WORK REQUEST
Please copy the stretch of the mandibular bonding passage from "In the present" through "risk of failure.", updating each "debonding" to "detachment".

EXTRACT

In the present study, regarding the mandibular arch, at 6 months the success rate for the central and lateral incisors is lower than for the canines. This slightly lower success rate could be because the bonding surface is smaller on these two types of teeth. At 12 months, the central incisors encounter many debonding problems which seem to be recurrent in some cases. This high debonding rate on central incisors could therefore imply that the surface of the tooth may play a role in the effectiveness of the bonding or that the presence of the transfer key may in some way interfere with the adhesion. Perhaps bonding on to a larger surface of the tooth may be considered to reduce the risk of failure.

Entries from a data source
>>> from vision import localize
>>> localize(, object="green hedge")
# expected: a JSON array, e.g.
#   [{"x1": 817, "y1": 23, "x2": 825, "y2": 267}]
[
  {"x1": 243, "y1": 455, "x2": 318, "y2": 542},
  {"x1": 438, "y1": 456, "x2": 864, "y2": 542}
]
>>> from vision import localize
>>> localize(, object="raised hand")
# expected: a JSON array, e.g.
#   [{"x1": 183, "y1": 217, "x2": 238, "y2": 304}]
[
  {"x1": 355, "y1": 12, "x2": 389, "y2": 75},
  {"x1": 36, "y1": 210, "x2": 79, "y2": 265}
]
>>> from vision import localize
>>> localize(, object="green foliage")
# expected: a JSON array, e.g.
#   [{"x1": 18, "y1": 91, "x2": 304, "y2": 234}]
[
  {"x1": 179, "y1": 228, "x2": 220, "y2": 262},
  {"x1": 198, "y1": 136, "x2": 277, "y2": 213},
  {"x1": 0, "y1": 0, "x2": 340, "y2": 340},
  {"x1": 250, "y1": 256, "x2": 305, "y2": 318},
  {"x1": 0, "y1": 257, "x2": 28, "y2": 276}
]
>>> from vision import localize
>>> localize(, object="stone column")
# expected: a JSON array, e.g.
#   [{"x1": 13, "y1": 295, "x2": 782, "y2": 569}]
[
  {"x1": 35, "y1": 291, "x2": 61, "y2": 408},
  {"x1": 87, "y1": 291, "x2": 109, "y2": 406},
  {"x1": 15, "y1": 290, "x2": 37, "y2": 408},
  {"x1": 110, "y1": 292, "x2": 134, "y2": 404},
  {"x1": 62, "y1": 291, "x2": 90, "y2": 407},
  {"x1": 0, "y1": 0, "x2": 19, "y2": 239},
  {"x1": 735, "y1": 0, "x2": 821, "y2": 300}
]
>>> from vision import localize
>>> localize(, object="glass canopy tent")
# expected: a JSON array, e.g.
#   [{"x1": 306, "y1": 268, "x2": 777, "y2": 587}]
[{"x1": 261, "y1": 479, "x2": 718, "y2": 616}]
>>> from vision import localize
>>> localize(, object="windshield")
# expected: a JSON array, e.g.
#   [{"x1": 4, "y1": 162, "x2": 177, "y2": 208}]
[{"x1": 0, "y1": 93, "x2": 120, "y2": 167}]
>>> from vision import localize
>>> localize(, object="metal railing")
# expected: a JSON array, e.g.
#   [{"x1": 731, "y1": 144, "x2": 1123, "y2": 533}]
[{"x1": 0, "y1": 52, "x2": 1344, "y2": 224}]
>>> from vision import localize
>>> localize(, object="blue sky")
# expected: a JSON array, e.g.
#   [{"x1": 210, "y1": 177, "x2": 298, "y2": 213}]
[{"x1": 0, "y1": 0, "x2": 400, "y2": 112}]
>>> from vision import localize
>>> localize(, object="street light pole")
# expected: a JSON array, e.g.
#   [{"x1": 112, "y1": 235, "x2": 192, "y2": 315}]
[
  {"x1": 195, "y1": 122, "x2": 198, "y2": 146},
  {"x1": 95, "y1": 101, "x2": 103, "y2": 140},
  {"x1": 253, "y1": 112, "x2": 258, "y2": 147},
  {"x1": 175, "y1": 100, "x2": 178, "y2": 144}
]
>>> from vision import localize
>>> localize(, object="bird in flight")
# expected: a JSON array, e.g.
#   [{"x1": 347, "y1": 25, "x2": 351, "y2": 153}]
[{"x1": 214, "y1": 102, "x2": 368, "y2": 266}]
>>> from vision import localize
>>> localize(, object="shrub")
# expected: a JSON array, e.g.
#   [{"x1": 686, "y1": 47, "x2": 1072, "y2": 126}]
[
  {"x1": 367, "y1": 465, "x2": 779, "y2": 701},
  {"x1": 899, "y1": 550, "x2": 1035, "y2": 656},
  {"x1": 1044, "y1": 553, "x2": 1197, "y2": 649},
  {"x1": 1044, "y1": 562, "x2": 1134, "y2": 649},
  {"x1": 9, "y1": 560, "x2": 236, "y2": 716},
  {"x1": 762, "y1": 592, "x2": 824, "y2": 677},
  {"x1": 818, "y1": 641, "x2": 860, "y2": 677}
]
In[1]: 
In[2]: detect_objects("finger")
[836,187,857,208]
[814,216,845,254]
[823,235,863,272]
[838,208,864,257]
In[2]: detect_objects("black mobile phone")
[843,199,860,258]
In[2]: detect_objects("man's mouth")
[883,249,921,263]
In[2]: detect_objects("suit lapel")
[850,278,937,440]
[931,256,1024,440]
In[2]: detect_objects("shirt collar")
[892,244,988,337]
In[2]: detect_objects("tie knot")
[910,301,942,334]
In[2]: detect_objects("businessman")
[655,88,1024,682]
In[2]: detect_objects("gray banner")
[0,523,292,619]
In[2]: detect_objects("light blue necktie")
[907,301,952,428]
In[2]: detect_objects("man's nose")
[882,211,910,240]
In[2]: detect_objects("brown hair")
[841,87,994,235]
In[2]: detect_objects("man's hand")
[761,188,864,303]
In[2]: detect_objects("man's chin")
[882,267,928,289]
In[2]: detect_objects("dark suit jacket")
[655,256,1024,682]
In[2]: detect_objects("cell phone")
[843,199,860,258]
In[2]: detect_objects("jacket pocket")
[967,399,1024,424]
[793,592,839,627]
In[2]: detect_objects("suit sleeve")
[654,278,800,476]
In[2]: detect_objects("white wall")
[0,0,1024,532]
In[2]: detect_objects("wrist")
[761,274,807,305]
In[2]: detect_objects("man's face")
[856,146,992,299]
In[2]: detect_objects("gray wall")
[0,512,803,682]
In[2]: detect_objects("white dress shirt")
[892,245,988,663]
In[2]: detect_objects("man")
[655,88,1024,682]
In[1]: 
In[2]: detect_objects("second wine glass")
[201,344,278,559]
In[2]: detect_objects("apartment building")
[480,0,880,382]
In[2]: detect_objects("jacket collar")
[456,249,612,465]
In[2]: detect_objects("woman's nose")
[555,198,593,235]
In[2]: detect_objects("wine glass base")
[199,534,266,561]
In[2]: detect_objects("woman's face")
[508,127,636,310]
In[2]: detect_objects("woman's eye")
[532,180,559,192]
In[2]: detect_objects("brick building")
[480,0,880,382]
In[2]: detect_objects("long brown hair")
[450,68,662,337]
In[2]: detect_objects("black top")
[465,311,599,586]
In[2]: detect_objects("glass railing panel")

THE COMPLETED TASK
In the present study, regarding the mandibular arch, at 6 months the success rate for the central and lateral incisors is lower than for the canines. This slightly lower success rate could be because the bonding surface is smaller on these two types of teeth. At 12 months, the central incisors encounter many detachment problems which seem to be recurrent in some cases. This high detachment rate on central incisors could therefore imply that the surface of the tooth may play a role in the effectiveness of the bonding or that the presence of the transfer key may in some way interfere with the adhesion. Perhaps bonding on to a larger surface of the tooth may be considered to reduce the risk of failure.